━━ RECORD SET ━━

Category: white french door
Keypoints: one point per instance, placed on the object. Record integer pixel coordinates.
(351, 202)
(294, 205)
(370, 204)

━━━

▸ TASK BRIEF
Give these records as a two-column CSV with the header instruction,points, using one row per record. Put the record's text in instruction and its answer in points, each in a single quoted field with line breaks replaced by spaces.

▸ OUTPUT FOR THIS TASK
instruction,points
"Category: white french door Keypoints: one point per instance, placed on the object. Record integer pixel coordinates.","(351, 202) (294, 205) (370, 204)"